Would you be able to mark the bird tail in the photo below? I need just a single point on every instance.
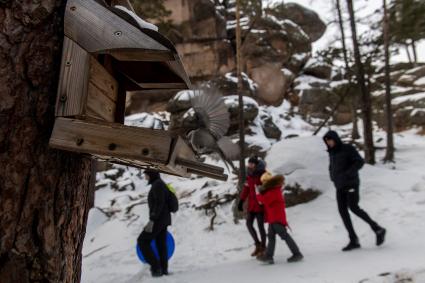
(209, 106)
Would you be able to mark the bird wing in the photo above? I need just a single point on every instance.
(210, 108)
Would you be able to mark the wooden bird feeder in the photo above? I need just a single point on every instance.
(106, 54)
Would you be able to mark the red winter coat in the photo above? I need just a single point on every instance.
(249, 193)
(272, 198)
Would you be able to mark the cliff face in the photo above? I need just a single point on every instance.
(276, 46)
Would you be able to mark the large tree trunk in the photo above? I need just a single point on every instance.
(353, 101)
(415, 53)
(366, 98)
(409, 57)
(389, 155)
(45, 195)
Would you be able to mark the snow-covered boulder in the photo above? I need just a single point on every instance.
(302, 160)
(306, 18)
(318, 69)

☆ ☆ ☆ ☆ ☆ ☆ ☆

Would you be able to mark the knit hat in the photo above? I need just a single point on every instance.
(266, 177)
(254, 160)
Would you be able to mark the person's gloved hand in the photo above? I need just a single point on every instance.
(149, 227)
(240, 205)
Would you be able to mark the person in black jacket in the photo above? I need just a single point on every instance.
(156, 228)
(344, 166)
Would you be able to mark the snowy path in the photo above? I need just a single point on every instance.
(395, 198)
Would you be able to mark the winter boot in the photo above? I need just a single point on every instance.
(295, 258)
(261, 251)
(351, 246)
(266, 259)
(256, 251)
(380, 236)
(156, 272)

☆ ☆ ☆ ☆ ☆ ☆ ☆

▶ EXERCISE OBJECTIVE: Count the lines in the data above that contain the string "bird", with case counting. Give only the number.

▶ COMPLETE ANSWER: 3